Exercise: Return every line from the records below that contains the word "playground".

===

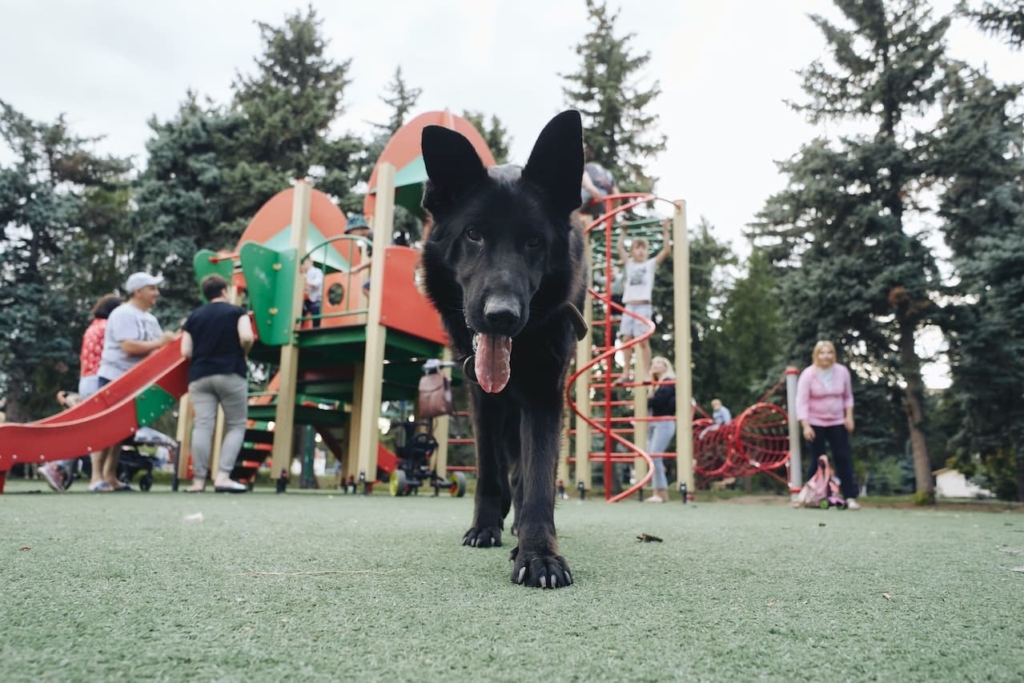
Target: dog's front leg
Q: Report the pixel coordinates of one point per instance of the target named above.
(536, 559)
(494, 497)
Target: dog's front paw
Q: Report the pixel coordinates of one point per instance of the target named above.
(482, 537)
(540, 569)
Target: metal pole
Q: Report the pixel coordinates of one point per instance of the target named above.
(796, 471)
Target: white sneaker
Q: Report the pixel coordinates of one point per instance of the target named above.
(52, 476)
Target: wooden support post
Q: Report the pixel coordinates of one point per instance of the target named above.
(284, 417)
(183, 436)
(373, 365)
(684, 374)
(352, 464)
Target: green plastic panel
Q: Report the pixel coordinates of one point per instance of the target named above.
(151, 403)
(269, 275)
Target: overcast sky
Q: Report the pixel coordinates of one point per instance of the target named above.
(724, 68)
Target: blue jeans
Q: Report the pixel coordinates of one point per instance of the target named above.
(658, 435)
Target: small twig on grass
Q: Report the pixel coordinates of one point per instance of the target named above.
(310, 573)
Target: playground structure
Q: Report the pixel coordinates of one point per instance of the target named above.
(372, 337)
(760, 439)
(369, 345)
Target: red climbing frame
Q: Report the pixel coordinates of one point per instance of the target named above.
(756, 441)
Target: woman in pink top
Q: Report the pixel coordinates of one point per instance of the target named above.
(824, 408)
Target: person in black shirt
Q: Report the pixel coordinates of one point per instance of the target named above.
(217, 337)
(659, 432)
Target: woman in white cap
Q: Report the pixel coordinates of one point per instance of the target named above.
(132, 333)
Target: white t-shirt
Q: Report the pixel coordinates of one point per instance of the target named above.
(314, 284)
(639, 281)
(126, 324)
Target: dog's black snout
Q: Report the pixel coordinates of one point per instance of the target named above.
(502, 314)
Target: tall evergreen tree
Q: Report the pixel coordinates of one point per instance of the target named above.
(495, 134)
(752, 323)
(64, 215)
(865, 279)
(982, 147)
(620, 130)
(288, 107)
(401, 100)
(182, 200)
(1003, 17)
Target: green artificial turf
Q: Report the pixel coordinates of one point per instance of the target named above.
(321, 586)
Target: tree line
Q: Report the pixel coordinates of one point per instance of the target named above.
(879, 239)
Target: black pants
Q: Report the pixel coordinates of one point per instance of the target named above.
(839, 443)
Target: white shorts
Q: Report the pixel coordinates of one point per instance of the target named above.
(630, 326)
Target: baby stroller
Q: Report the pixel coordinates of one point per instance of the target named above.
(131, 462)
(822, 489)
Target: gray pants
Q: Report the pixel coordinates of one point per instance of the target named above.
(231, 392)
(658, 435)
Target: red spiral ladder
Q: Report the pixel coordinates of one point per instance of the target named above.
(607, 425)
(754, 442)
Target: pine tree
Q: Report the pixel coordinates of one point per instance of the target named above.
(495, 134)
(64, 213)
(982, 148)
(181, 199)
(858, 272)
(752, 322)
(620, 131)
(288, 109)
(1003, 17)
(401, 99)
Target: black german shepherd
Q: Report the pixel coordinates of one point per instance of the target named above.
(504, 265)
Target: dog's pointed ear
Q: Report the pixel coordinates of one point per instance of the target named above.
(452, 164)
(556, 162)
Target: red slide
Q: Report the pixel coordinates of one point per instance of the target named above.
(110, 416)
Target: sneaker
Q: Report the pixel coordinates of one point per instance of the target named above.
(52, 476)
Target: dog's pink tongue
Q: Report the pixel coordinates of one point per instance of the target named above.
(494, 354)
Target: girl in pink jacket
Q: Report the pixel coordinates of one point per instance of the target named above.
(824, 408)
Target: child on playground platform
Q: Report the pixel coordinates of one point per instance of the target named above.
(639, 288)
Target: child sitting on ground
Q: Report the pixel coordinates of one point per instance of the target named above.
(639, 276)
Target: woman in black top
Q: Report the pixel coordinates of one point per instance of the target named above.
(659, 432)
(217, 337)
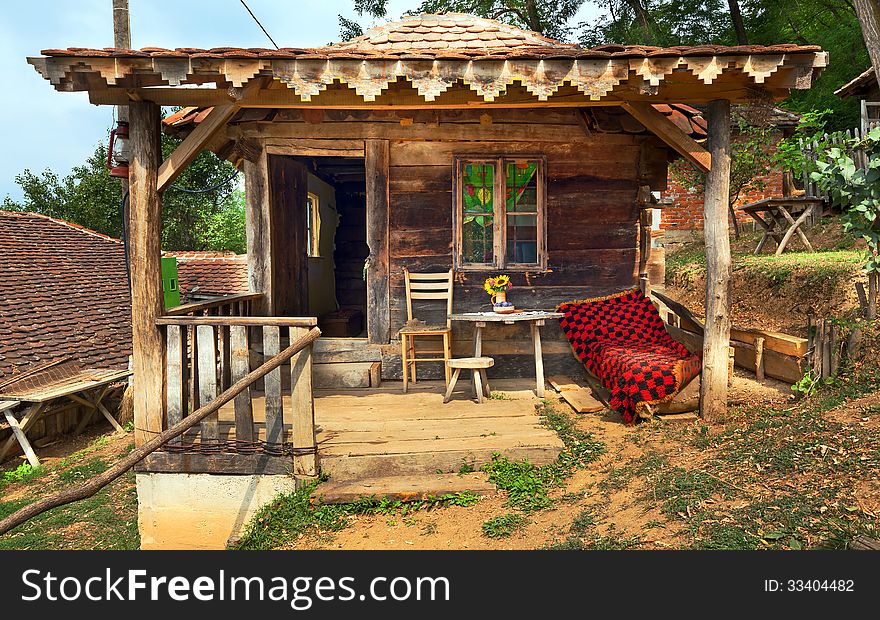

===

Written reply:
Target: playground structure
Target: child on playground platform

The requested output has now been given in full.